*** Material provided ***

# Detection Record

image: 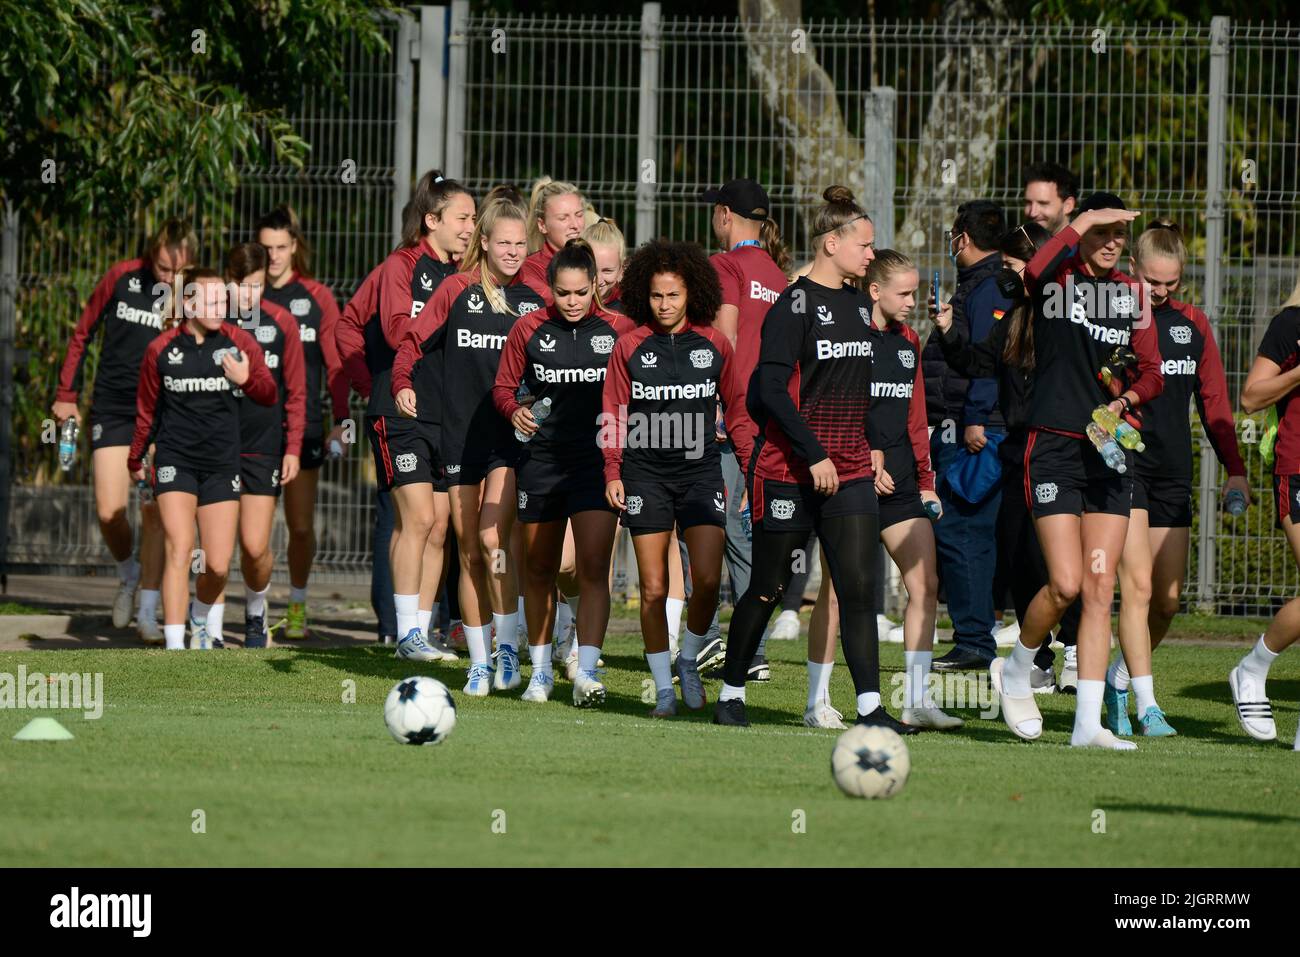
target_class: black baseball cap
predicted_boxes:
[701,179,771,221]
[1077,191,1127,213]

*** End of Material provided ***

**Your assignment**
Every entry above should be returned exactly, with no images included.

**Solution below**
# Detection Record

image: 
target_class: black baseball cap
predicted_boxes:
[701,179,771,221]
[1077,191,1127,213]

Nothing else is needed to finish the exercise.